◆ **TEXTE PROPOSÉ**:
Les pays européens sont nos alliés et nos liens économiques et surtout technologiques sont plus denses entre nous qu’avec les autres régions du monde. Dans les dernières décisions sur les semi-conducteurs par exemple (la nouvelle Administration a 90 jours pour éventuellement les modifier), les Etats Unis ont banni l’exportation de nos derniers modèles vers les régimes autoritaires, l’ont conditionnée à certaines licences ou déclarations pour un autre groupe de pays, mais il n’y a aucune restriction pour une vingtaine de pays alliés. L’essentiel de l’Europe, dont la France, en fait partie, et un pays comme la France par exemple peut disposer des technologies américaines bien avant le reste du monde. Nous devons d’ailleurs à l’avenir, sur le sujet de l’IA, travailler plus étroitement ensemble ; mais d’abord pour faire avancer la science, et non juste la régulation ! Le continent européen doit sortir de sa léthargie. En premier lieu, mettre un terme à sa naïveté à l’égard des régimes autoritaires qui rêvent de la dépecer et de la priver de liberté. Deuxièmement, venir travailler avec ses Alliés à l’édification de ce monde nouveau. Dans les Echos, avec le président de Republicans Overseas France, Randy Yaloz, nous avons proposé un modèle de zones franches dites EDT pour les pays européens : pour participer à la révolution occidentale de l’IA tout en étant souverains, les pays européens doivent investir dans leur data centers et centres de recherche, en positionnant ces actifs stratégiques dans des zones sans impots et taxes, et proches de sources d’énergie : comme le renouveau du nucléaire prendra des décennies, relancer la production de gaz naturel en Europe même, monter en puissance sur les renouvelables, sera indispensable. L’Europe doit retrouver une ambition industrielle et technologique plus en phase avec les ambitions américaines actuelles. Ce n’est pas une question de politique politicienne, mais de survie du continent !
Marco Rubio, le Secrétaire d’Etat américain, confirme la suspension de l’aide américaine economique aux pays en développement. Quel est le but de cette suspension de 90 jours ?
Nous avons déjà décelé (via DOGE notamment) des abus dans l’aide aux pays en voie de développement (économique mais aussi militaire dans certains cas). Cette suspension ne concerne pas deux alliés de longue date, l’Egypte et Israel, car dans ces pays nous sommes confiants sur les flux d’argent et le contrôle de l’allocation des crédits. Ce n’est pas le cas dans nombre d’autres pays où la corruption, la gabegie administrative et la ploutocratie locale rendent parfois notre aide inefficace ou contraire à nos intérêts. La suspension est donc temporaire le temps d’auditer ces aides et de mesurer leur efficacité à l’aune de nos interets stratégiques. Par ailleurs, une fois mieux auditées et évaluées, ces aides seront passées en revue en fonction des objectifs budgétaires, dans un contexte où nous devons mieux contrôler nos dépenses publiques.

◆ **EXERCICE**: Dites si chacune des affirmations suivantes concorde avec le texte proposé. Répondez par oui ou par non et citez fidèlement les mots du texte qui tranchent : (a) Les États-Unis n’imposent aucune restriction d’exportation de semi-conducteurs à une vingtaine de pays alliés. (b) La suspension de l’aide américaine s’applique aussi à l’Égypte et à Israël. (c) Le renouveau du nucléaire est présenté comme une solution rapide pour l’Europe.

◆ **DONNÉES**:
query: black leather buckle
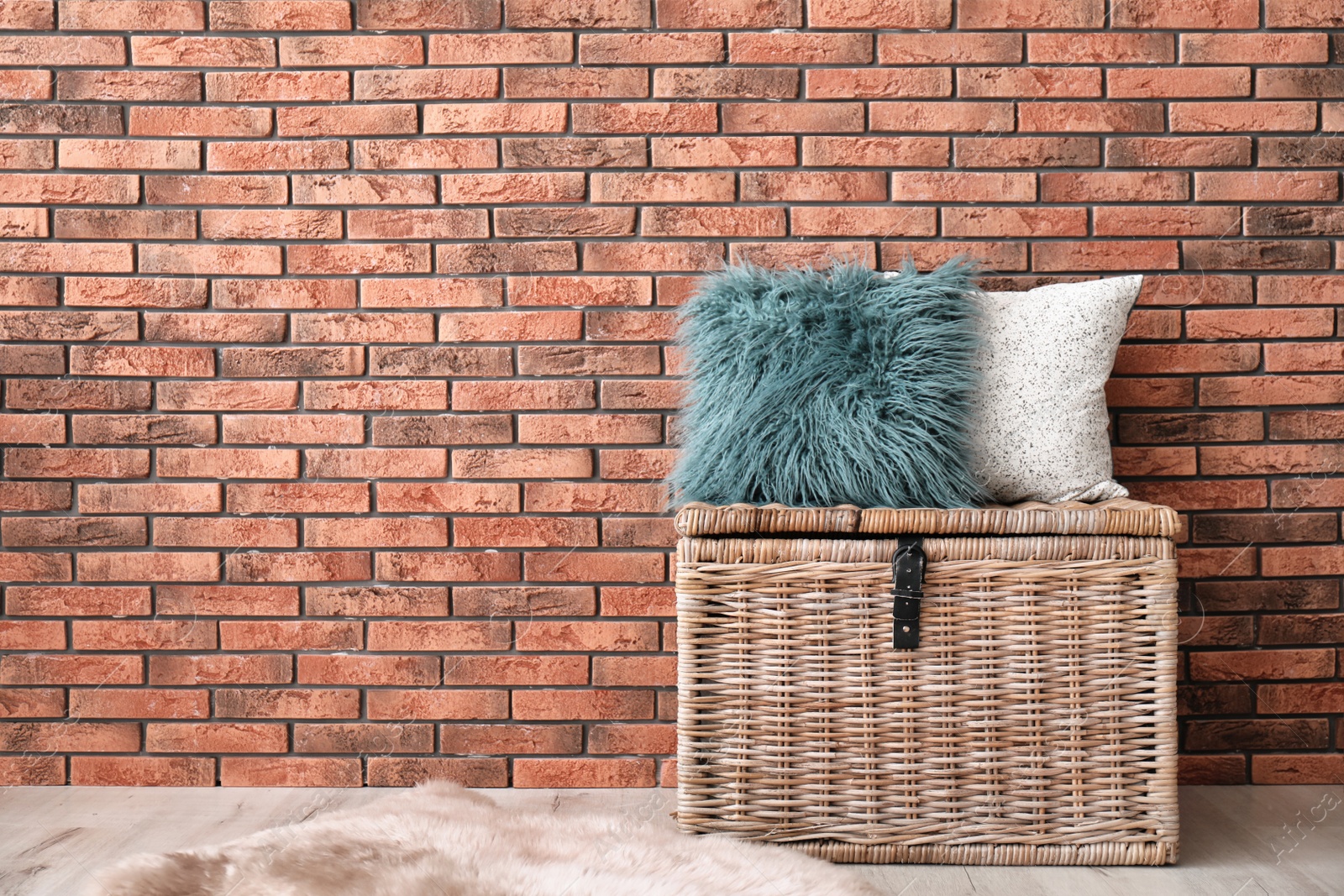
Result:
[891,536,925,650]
---
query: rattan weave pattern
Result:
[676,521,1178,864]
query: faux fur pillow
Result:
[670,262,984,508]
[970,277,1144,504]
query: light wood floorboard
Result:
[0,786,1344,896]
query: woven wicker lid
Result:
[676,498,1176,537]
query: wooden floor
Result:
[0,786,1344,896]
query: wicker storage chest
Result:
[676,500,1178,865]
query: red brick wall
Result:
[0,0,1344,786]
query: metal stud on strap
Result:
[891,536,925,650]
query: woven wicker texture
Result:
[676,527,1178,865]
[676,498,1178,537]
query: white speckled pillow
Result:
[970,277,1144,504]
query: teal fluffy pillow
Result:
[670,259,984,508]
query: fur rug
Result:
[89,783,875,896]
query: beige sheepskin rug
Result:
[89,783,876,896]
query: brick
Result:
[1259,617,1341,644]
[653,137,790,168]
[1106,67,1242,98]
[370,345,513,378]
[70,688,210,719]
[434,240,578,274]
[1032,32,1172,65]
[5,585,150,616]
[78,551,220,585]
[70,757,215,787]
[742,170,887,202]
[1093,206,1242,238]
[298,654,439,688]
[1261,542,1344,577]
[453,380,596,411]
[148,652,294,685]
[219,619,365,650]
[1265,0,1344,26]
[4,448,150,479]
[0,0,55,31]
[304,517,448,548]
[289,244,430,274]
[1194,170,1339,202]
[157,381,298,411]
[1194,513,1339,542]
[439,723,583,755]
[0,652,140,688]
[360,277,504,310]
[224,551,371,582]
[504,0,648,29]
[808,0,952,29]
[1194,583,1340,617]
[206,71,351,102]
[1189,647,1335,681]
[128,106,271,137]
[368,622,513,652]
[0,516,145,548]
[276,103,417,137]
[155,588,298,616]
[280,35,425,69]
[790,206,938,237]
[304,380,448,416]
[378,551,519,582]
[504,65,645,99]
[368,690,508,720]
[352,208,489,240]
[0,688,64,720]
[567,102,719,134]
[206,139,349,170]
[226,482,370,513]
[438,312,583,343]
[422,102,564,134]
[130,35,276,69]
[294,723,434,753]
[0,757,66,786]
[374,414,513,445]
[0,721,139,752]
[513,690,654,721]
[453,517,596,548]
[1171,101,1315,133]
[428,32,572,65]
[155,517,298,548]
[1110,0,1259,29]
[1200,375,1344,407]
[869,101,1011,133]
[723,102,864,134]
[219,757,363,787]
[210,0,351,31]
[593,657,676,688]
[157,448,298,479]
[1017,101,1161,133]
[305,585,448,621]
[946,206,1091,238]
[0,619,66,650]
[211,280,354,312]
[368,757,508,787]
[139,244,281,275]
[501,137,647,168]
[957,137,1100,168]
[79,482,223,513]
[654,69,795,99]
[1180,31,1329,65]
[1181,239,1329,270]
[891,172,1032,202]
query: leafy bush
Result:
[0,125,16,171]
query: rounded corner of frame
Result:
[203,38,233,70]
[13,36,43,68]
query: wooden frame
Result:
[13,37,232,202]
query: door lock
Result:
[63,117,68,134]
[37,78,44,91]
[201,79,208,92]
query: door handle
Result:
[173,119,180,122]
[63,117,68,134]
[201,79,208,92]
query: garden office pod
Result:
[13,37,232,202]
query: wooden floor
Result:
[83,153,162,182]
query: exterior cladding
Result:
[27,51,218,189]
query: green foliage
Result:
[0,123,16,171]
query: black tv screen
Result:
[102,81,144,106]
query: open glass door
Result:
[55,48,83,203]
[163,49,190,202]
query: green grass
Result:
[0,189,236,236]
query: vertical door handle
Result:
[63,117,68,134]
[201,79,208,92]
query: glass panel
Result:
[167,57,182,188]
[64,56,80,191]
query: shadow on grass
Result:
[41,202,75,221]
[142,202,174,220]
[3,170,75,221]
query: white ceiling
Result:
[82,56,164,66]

◆ **RÉPONSE RÉDIGÉE**:
(a) Oui : « il n’y a aucune restriction pour une vingtaine de pays alliés ».
(b) Non : « Cette suspension ne concerne pas deux alliés de longue date, l’Egypte et Israel ».
(c) Non : « comme le renouveau du nucléaire prendra des décennies ».